» Problems:
(A) Answer these questions using the Siminovitch Prize announcement:
(i) How much money does the Laureate receive?
(ii) Who chaired the 2023 Siminovitch Prize jury?
(iii) How many times has Mishka Lavigne won a Governor General Award?
(B) Reproduce the passage of the Siminovitch Prize announcement between "The finalists for" and "Prize Jury Chair.", inclusive.
(C) Continue the Siminovitch Prize announcement from the point where it ends.

» Text shown:
----

Learn more about this year's finalists here!
The Siminovitch Prize, Canada's foremost theatre distinction, honours the groundbreaking theatre artists advancing the art form with influential work having a profound, transformative impact on the Canadian theatre landscape.
This year, the spotlight shines on four outstanding playwrights you might not know about - but should! Their peers have nominated and selected them as exceptional artists deserving of national recognition.
The finalists for the 2023 Siminovitch Prize are d’bi.young anitafrika (Brampton, ON), Mishka Lavigne (Gatineau, QC), Berni Stapleton (St. John’s, NL), and David Yee (Toronto, ON). The winner will be announced on December 4, 2023 at 7 pm ET. The Laureate receives $75,000 and selects an emerging artist Protégé to receive $25,000.
“The shortlisted artists struck us as simultaneously profoundly attentive to language and very conscious of the special possibilities theatrical performance affords. Each has developed a unique voice and practice and is tirelessly pursuing individual aesthetic questions and concerns. The shortlisted artists are recognized and celebrated leaders in their community, making outstanding, exciting work that challenges and delights audiences.” - Guillermo Verdecchia, 2023 Siminovitch Prize Jury Chair.
Playwright-Performer, activist, and theatre scholar, d’bi.young anitafrika is celebrated for their powerful plays and transformative theatre practice. Their work demonstrates an unwavering commitment to Black queer feminist theatrical forms while exploring the dynamism and complexity of the Afro-Caribbean-Canadian diasporic experience. Additionally, their teaching, activism, mentorship and example have built a foundation for numerous Black, Indigenous and Global Majority artists to creatively explore decolonial practice through the Anitafrika Method. One of the most influential, respected, and distinctive voices in the Canadian theatre community, d’bi.young’s work continues to inspire and create change here and internationally.
“Each piece I write is an act of resistance, an act of love, a counter-narrative that aims to disrupt oppressive systems; carving out safe, healing spaces, while affirming our identities." - d’bi.young anitafrika
Unique in Canadian theatre, Mishka Lavigne is a Francophone playwright, working primarily in French Canada, who writes in both official languages. A two-time Governor General Award-winner with a substantial body of work, she bridges English and French through her plays, her leadership, and her translations, which have brought Francophone audiences the work of Karen Hines, Lorraine Hansbury, Lorena Gale, Reneltta Arluk, and Dominique Morriseau, among others. Shifting between realms that may be difficult, sad, or overwhelming, Mishka’s plays are linguistically thrilling, complex portraits of people searching, and reaching for the light.

----

Image annotation data:
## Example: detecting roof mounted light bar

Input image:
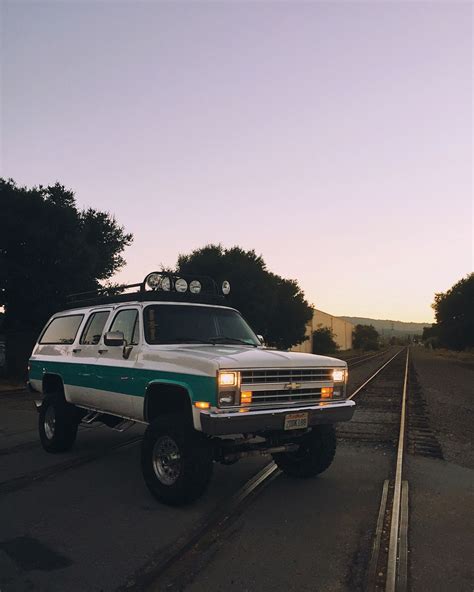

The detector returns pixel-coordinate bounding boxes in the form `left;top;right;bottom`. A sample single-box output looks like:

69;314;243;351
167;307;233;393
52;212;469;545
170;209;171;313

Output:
67;271;230;306
142;271;230;296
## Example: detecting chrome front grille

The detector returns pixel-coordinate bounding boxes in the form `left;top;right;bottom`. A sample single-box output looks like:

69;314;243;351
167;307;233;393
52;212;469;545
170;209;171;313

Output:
241;368;336;407
241;368;332;384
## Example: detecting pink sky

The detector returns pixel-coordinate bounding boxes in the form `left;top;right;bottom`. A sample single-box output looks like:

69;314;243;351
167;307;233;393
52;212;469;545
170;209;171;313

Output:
0;1;473;321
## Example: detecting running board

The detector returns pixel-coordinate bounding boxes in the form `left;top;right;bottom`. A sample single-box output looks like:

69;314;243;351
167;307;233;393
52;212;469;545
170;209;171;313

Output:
112;419;135;432
81;411;103;425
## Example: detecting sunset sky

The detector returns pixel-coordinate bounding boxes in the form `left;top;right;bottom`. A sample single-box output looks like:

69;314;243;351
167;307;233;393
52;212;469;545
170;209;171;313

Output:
0;0;473;321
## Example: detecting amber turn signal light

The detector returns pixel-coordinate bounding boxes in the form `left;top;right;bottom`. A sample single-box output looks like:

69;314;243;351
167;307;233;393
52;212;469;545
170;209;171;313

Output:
240;391;252;405
321;386;333;399
194;401;211;409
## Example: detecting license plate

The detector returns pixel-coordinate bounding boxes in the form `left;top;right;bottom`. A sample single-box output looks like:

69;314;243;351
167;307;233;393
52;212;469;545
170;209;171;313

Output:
285;413;308;430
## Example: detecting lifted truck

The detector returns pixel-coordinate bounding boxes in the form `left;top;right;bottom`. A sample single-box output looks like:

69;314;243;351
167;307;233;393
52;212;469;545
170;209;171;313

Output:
29;272;355;505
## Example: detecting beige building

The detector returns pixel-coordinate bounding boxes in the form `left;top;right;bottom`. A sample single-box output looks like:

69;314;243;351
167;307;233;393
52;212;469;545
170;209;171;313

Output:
291;309;355;353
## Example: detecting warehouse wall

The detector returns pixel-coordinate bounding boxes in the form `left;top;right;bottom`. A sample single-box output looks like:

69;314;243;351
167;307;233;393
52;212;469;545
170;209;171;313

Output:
291;309;354;353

----

» Response list:
(A)
(i) $75,000
(ii) Guillermo Verdecchia
(iii) Two times

(B)
The finalists for the 2023 Siminovitch Prize are d’bi.young anitafrika (Brampton, ON), Mishka Lavigne (Gatineau, QC), Berni Stapleton (St. John’s, NL), and David Yee (Toronto, ON). The winner will be announced on December 4, 2023 at 7 pm ET. The Laureate receives $75,000 and selects an emerging artist Protégé to receive $25,000.
“The shortlisted artists struck us as simultaneously profoundly attentive to language and very conscious of the special possibilities theatrical performance affords. Each has developed a unique voice and practice and is tirelessly pursuing individual aesthetic questions and concerns. The shortlisted artists are recognized and celebrated leaders in their community, making outstanding, exciting work that challenges and delights audiences.” - Guillermo Verdecchia, 2023 Siminovitch Prize Jury Chair.

(C)
“Je m’intéresse à l’humanité de mes personnages, à leurs émotions, leurs pensées, leurs solitudes et leurs détresses. Je choisis de passer par l’intimité et l’intériorité des personnages pour les faire parler de choses plus grandes qu’eux. Je veux que les humains dans la salle puissent reconnaître ce qui est humain sur scène parce que c’est en ayant accès à cette humanité que le public vit une transformation.” - Mishka Lavigne
Atlantic Canada is rich with artists and storytellers – Berni Stapleton represents and inspires the best of them. Throughout her career, she has audaciously experimented across forms, including musicals, solo performances, historical drama, and poetic collage, deeply engaging her audiences with powerful texts that are emotionally riveting, funny, challenging, and accessible. Her impact on her community and the next generation of artists is significant. The jury noted her bold and unyielding commitment to capturing the stories of women and girls from Newfoundland-Labrador and making a place for them and gender non-conformists in the canon.
"I write about ordinary people of Newfoundland-Labrador who harbour extraordinary stories. I write down their names. I gravitate toward one-woman/person plays that carry intimate revelations. I am fascinated by stories that have been forgotten, especially women’s stories. Playwriting is about lifting other voices." - Berni Stapleton
David Yee is a trailblazer. His work crosses forms – digital theatre, new media/performance hybrids, site-specific forms, opera – and ranges in scale from mainstage epics to intimate one-on-one performances. A creative dynamo and an exceptional writer for the stage, David exemplifies and supports the best of the Toronto community and inspires Asian Canadian and other BIPOC artists nationwide. His artistic influence stretches across this country, and his excellent, inventive, moving and often hilarious work – which consistently opens doors for Asian Canadian talent – deserves to be seen by a wider audience.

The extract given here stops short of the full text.